━━ Record excerpts ━━

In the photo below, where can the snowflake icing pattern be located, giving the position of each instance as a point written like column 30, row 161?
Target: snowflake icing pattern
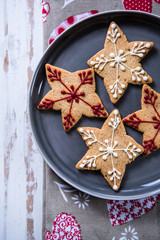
column 118, row 63
column 147, row 120
column 73, row 94
column 109, row 150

━━━

Given task —
Copy the material above word for word, leaving out the pictures.

Correct response —
In the photo below, where can the snowflake icing pattern be located, giving the position of each instance as a point written like column 30, row 161?
Target: snowflake icing pattern
column 118, row 63
column 147, row 120
column 73, row 94
column 109, row 150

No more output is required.